What is being asked:
Because the entries hold pictures, reproduce only their words, exactly as written.

Data for processing:
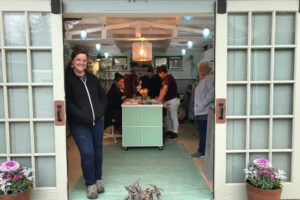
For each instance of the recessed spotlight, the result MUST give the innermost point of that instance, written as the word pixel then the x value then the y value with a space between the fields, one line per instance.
pixel 83 34
pixel 98 47
pixel 190 44
pixel 206 33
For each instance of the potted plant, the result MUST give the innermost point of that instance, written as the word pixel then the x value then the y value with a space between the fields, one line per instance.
pixel 136 192
pixel 263 182
pixel 15 181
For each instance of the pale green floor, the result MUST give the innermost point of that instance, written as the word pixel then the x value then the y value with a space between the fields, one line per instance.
pixel 171 169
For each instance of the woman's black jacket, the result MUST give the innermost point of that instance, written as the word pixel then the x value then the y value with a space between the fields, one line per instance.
pixel 79 110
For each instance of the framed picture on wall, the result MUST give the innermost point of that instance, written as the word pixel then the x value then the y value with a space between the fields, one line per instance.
pixel 175 63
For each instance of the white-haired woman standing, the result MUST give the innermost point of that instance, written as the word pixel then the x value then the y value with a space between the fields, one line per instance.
pixel 202 99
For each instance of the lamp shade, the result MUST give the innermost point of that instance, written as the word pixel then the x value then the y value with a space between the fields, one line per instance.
pixel 141 51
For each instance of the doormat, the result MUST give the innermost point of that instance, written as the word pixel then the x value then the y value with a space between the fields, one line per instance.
pixel 171 169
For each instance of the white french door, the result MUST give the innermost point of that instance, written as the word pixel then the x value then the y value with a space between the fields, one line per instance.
pixel 31 79
pixel 258 73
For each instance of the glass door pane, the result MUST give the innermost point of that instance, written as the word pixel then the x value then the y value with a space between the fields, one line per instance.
pixel 14 28
pixel 261 29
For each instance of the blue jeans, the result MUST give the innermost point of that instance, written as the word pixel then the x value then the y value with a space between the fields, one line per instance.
pixel 89 142
pixel 202 127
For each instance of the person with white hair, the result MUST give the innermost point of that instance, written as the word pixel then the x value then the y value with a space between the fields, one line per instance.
pixel 202 99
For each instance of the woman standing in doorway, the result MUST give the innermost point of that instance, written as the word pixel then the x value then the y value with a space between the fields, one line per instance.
pixel 86 103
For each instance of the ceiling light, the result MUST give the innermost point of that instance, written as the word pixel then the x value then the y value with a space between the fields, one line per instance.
pixel 83 34
pixel 206 34
pixel 190 44
pixel 188 17
pixel 106 54
pixel 98 47
pixel 98 58
pixel 141 51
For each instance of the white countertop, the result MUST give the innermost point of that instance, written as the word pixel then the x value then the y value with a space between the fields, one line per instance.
pixel 132 102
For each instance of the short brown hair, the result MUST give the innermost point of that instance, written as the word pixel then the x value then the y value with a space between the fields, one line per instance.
pixel 162 68
pixel 77 51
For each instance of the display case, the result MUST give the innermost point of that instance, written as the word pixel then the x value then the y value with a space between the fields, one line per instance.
pixel 142 124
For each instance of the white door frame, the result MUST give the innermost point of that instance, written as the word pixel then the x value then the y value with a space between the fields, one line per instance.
pixel 232 191
pixel 56 48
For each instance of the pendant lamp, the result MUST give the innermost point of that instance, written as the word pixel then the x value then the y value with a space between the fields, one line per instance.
pixel 141 51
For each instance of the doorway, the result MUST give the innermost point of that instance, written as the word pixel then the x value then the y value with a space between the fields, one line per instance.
pixel 169 36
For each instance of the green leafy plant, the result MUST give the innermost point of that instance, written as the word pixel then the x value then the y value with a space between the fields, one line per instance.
pixel 14 178
pixel 262 175
pixel 136 192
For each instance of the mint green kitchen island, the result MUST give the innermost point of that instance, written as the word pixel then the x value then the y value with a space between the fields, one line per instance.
pixel 142 124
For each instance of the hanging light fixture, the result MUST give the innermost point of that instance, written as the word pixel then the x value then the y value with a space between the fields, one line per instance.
pixel 106 54
pixel 141 51
pixel 206 34
pixel 83 34
pixel 190 44
pixel 98 47
pixel 98 58
pixel 188 18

Solved problem:
For each instance of the recessed spotlight, the result MUST give the innermost point of that instance, written as the word pixel then the x value then the y value with a space between the fields, one line per instance.
pixel 83 34
pixel 98 47
pixel 190 44
pixel 206 33
For each instance of the potted plant, the result MUST give the innermost point of that instance, written as the word pixel then the x value then the y value with a space between the fields, one line per instance.
pixel 136 192
pixel 263 182
pixel 15 181
For each instance of the pale green floor, the result MUST give the innermost point of that instance, written as the word pixel then the x value then the y value with a space between the fields, one line per instance.
pixel 171 169
For each instance of the woman's black jacket, the result MUST give the innermost point of that instance, written as the word pixel then the x value then the y value with a space between the fields, one line per instance.
pixel 79 110
For each instance of the framed picture on wall, the result MUST give the innermost point of that instance, written as the word pixel then the x value then the y value with a space between the fields, one line per instance.
pixel 175 63
For each instance of the white-haired woman standing, the result MUST give the innermost point of that instance, written as the word pixel then the x value then the y value with a space between the fields, one line per instance.
pixel 202 99
For each instance of the lamp shade, the result MUST give the innermost point of that instance, written as the word pixel then the x value then the y value with a space between the fields, one line per instance.
pixel 141 51
For each instance of the doormat, the result MUST give the innermost point of that instance, written as the word pixel then the x value then the y value with a space between the fields, one line per instance.
pixel 171 169
For each instance of the white french door, the result MUST give the innermost point of that instance, written as the word pixel then the x value then the y value with a space between the fields, one line per instance.
pixel 31 79
pixel 258 73
For each instance of the glass door pane, the result MUST give the innermost point of that instance, written as the word pixel then the x value then the y value with a space between the fields, one line per instance.
pixel 14 28
pixel 261 29
For each instance of the blue jeans, the result MUST give the innermost point of that instance, written as the word pixel then the x value then the y value with a space between the fields, one line per instance.
pixel 89 142
pixel 202 127
For each instance of the person with white hair, the result MUST give the innermost point of that instance, written as the word pixel then the x value then the y value with a space between the fields, one line per instance.
pixel 202 99
For each instance of the woman standing in doorway, the result MUST give the innermost point of that instance, written as the word pixel then the x value then the y value with a space between the fields, one line per instance.
pixel 86 103
For each instance of the ceiling light, the result MUST give the innermost point of that instance, written as the word pixel then the x value then the y value with a space between the fields, one line per instance.
pixel 83 34
pixel 206 34
pixel 190 44
pixel 188 17
pixel 106 54
pixel 98 47
pixel 98 58
pixel 141 51
For each instance of the white countertop, the result MUST give the innermost point of that instance, written as the word pixel then the x value then the y value with a space between the fields, one line per instance.
pixel 132 102
For each instance of the short brown hair, the result MUST give the innermost point of that instance, written as the word pixel then the x value then the y value with a space between the fields, one line per instance.
pixel 162 68
pixel 77 51
For each instance of the display case, the result MUST give the innermost point of that instance, written as the word pixel then the x value then the y value with a space between the fields, one line per instance.
pixel 142 124
For each instance of the white door frame, the result MUST give the innermost point of that instance, written as the word pixel then the x value then the y value with a space between the fields, one line per instance.
pixel 232 191
pixel 56 48
For each instance of the pendant lamp, the result MUST give the innermost point of that instance, written as the word pixel then the x value then the y value with a space between the fields, one line per instance.
pixel 141 51
For each instance of the doorway, the result MUST give the innermost point of that instance, written as the word pixel then the x value then the y value with a space between the fields, one line per instance.
pixel 169 36
For each instance of the green leafy plant, the result MUST give the innermost point of that instance, written as the word pixel then the x value then the y value with a space between the fields, one line per instance.
pixel 14 178
pixel 262 175
pixel 136 192
For each instance of the mint green kitchen island, the result MUST give the innermost point of that instance, written as the word pixel then the x value then the y value with a space between the fields, one line per instance.
pixel 142 124
For each instance of the hanging light fixture, the result MUST give the innermost point of that instance, written as the word pixel then the x value then the y value with a space between the fields, one line per instance.
pixel 106 54
pixel 141 51
pixel 206 34
pixel 83 34
pixel 190 44
pixel 98 47
pixel 98 58
pixel 188 18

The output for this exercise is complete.